Restate, word for word, the lines from the opening line of the data through the line containing "column 799, row 791", both included, and nothing else.

START Supplied data

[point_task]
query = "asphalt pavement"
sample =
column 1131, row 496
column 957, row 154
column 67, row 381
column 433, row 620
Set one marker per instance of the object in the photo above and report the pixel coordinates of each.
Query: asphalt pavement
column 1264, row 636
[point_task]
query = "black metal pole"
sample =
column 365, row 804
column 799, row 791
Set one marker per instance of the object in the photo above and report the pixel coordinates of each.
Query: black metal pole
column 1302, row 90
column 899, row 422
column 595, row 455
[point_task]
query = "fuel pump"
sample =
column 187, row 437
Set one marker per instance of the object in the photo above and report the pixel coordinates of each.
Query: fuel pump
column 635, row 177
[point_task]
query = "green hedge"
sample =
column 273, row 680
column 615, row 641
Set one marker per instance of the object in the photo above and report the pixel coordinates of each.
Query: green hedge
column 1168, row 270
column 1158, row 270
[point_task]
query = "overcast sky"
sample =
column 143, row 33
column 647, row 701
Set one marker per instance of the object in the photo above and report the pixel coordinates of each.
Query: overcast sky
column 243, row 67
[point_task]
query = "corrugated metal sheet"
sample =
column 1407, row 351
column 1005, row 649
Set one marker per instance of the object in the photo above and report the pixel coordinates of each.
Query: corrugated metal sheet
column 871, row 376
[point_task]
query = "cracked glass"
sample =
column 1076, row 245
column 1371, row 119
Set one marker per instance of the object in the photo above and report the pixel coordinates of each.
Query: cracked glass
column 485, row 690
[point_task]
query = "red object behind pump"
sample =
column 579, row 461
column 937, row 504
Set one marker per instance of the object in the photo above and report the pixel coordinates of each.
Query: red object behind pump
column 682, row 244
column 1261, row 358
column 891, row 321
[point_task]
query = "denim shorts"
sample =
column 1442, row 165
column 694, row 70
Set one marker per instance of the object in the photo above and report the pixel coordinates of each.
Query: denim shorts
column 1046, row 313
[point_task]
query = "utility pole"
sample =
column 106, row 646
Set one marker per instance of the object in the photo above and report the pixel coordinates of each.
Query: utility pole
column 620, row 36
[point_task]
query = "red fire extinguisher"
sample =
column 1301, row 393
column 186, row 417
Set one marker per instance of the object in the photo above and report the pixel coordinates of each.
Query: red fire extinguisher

END Supplied data

**Result:**
[point_task]
query = "asphalt pavement"
sample =
column 1131, row 496
column 957, row 154
column 67, row 381
column 433, row 620
Set one marker per instance of the object in the photo above and report the pixel coordinates of each.
Query: asphalt pavement
column 1264, row 636
[point_task]
query = "black metal pole"
sample =
column 365, row 804
column 799, row 791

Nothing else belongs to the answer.